Entries supplied:
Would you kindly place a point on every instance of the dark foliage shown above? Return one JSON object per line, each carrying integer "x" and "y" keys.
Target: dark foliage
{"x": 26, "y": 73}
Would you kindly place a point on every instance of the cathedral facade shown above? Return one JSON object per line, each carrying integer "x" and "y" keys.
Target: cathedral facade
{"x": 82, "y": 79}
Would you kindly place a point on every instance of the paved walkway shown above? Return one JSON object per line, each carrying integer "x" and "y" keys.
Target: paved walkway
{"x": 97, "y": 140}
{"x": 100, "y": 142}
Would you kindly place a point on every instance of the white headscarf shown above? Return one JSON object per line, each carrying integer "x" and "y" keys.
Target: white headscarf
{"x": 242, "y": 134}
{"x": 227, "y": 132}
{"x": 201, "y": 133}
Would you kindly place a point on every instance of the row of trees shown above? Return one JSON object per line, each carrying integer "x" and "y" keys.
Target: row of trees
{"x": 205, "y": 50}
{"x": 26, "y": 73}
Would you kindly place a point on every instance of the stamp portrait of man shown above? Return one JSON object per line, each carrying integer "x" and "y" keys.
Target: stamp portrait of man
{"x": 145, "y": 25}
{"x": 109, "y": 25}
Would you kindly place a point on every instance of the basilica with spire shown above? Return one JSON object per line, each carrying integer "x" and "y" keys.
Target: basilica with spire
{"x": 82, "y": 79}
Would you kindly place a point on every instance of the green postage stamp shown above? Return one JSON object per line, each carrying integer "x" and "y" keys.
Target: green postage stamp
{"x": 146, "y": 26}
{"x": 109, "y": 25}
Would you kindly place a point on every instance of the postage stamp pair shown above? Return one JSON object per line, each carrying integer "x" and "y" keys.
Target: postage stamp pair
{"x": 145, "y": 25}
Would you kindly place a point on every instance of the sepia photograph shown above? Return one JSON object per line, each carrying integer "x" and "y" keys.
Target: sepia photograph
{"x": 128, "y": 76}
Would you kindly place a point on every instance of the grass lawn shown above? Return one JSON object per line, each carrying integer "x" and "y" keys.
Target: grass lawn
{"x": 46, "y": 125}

Problem requirements:
Give all the entries again exactly; leave none out.

Result:
Would you kindly place a point on every instance of the dark foliage shown above? Return one JSON object per line, each carrying integer "x" and "y" keys.
Target: dark foliage
{"x": 26, "y": 73}
Would you kindly place a point on every instance of the cathedral facade shown above? Return one JSON object per line, each carrying integer "x" and "y" keys.
Target: cathedral facade
{"x": 82, "y": 79}
Would you kindly place a point on every instance of the paved walkway shown above? Return one JSON object per line, each carrying integer "x" and "y" keys.
Target: paved walkway
{"x": 97, "y": 140}
{"x": 100, "y": 142}
Would you kindly place a point on every instance of the white headscarf shown above? Return one JSON object per line, each carrying integer "x" and "y" keys.
Target: white headscarf
{"x": 242, "y": 134}
{"x": 227, "y": 132}
{"x": 201, "y": 133}
Would you kindly place a point on every instance of the row of trees shown above? Return one JSON object per line, each carrying integer "x" and "y" keys.
Target: row of trees
{"x": 205, "y": 50}
{"x": 26, "y": 73}
Would you kindly place a point on every instance of the stamp portrait of man shown above? Return one JSON object per line, each carrying integer "x" and "y" keys.
Target: stamp portrait of man
{"x": 145, "y": 25}
{"x": 109, "y": 25}
Would you kindly place a point on every instance of the basilica with spire shown above? Return one JSON object per line, each carrying integer "x" and "y" keys.
Target: basilica with spire
{"x": 82, "y": 79}
Would you kindly place a point on every instance of the green postage stamp shown above? Return one JSON object per line, each carrying integer "x" and "y" keys.
Target: green postage stamp
{"x": 146, "y": 26}
{"x": 109, "y": 25}
Would you kindly place a point on every instance of the postage stamp pair shown above? Return one JSON object per line, each carrying integer "x" and "y" keys.
Target: postage stamp pair
{"x": 145, "y": 25}
Would you kindly place a point on every instance of the sepia photograph shown above? Return one JSON object per line, each carrying integer "x" and "y" keys.
Target: sepia photograph
{"x": 128, "y": 76}
Would you kindly place a point on every instance of the grass lawn shown above? Return one JSON object per line, each carrying integer "x" and "y" keys.
Target: grass lawn
{"x": 46, "y": 125}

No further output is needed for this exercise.